▼
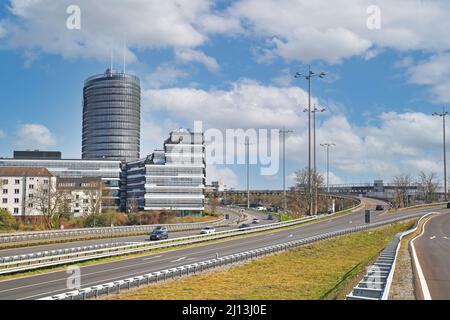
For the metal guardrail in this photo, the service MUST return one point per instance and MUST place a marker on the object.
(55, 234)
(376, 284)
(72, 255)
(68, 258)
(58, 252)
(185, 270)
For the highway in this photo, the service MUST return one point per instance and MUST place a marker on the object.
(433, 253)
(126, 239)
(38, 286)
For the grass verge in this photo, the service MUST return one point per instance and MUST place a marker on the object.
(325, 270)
▲
▼
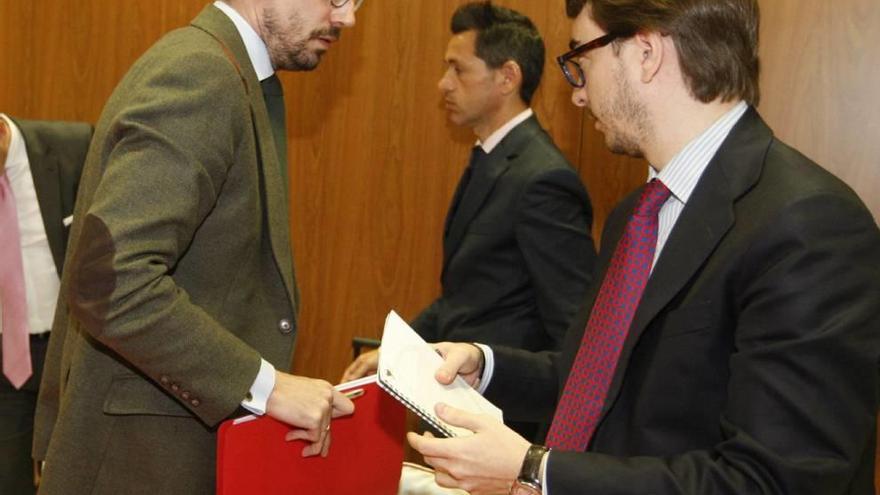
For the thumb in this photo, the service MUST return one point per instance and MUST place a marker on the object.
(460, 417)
▲
▼
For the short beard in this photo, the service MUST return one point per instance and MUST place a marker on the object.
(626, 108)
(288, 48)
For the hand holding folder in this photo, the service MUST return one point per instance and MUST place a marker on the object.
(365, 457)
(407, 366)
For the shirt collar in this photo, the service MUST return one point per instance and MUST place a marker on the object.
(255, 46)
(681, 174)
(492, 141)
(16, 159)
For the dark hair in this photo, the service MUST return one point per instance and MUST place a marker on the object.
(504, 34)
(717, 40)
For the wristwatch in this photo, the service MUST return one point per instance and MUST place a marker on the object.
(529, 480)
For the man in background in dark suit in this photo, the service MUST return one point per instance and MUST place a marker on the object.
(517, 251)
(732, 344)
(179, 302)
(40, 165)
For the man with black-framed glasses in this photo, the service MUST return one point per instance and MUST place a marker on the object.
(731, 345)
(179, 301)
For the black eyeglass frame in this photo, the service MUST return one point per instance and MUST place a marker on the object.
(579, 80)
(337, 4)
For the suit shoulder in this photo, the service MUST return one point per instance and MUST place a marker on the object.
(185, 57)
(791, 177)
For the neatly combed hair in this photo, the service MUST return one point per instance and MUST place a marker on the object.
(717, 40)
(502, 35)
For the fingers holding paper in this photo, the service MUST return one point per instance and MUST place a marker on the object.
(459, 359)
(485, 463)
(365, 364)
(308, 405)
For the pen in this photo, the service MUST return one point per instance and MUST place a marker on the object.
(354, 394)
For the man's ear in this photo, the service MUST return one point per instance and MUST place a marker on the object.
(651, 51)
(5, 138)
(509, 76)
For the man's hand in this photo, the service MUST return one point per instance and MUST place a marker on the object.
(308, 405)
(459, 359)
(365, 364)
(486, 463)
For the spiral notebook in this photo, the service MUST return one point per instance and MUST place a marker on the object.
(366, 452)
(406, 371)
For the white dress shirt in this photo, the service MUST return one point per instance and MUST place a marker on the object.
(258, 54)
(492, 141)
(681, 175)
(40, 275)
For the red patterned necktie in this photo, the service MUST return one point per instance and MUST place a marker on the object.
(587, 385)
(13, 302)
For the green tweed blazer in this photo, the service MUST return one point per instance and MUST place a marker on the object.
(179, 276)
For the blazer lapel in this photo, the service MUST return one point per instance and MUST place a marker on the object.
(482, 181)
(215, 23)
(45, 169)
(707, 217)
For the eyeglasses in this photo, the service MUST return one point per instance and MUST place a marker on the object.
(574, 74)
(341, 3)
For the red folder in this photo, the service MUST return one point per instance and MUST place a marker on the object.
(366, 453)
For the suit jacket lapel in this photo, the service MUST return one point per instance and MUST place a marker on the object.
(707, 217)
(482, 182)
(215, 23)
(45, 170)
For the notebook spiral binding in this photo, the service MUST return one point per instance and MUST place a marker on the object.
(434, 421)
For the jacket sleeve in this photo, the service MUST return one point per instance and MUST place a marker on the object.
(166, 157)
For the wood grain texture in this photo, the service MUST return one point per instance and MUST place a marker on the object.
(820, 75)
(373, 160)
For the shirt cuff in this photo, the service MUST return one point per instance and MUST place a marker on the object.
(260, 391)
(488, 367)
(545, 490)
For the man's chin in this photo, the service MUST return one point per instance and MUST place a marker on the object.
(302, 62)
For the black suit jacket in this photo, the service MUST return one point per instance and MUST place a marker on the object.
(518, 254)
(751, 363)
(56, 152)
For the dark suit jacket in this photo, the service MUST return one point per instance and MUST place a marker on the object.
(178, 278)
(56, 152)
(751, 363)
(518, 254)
▲
Exercise task:
Find every line in the data above that contains the word "notebook" and copy each one in full.

Solution for this exercise:
For the spiral notebook in this photo, the service MUST return one point per instance and MUST place a marker on the object.
For the notebook spiral binding in this photo, the service MUST return one point per instance and MUST place a marker on the object.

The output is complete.